[Data listing]
::::
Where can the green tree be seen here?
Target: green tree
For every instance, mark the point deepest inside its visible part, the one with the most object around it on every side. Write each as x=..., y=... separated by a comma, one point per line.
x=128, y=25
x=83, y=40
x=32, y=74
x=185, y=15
::::
(Instructions to follow) Please render the material above as a two-column CSV with the columns "request" and "answer", with one row per request. Put each request and its answer in a single quoted field, and replace any line breaks with spaces.

(Solution)
request,answer
"Where can the green tree be seen here? Target: green tree For every instance, mark the point deepest inside its visible part, the one with the most object around it on every side. Write each as x=..., y=... separated by a comma, one point per line.","x=128, y=25 x=83, y=40 x=32, y=74 x=185, y=15"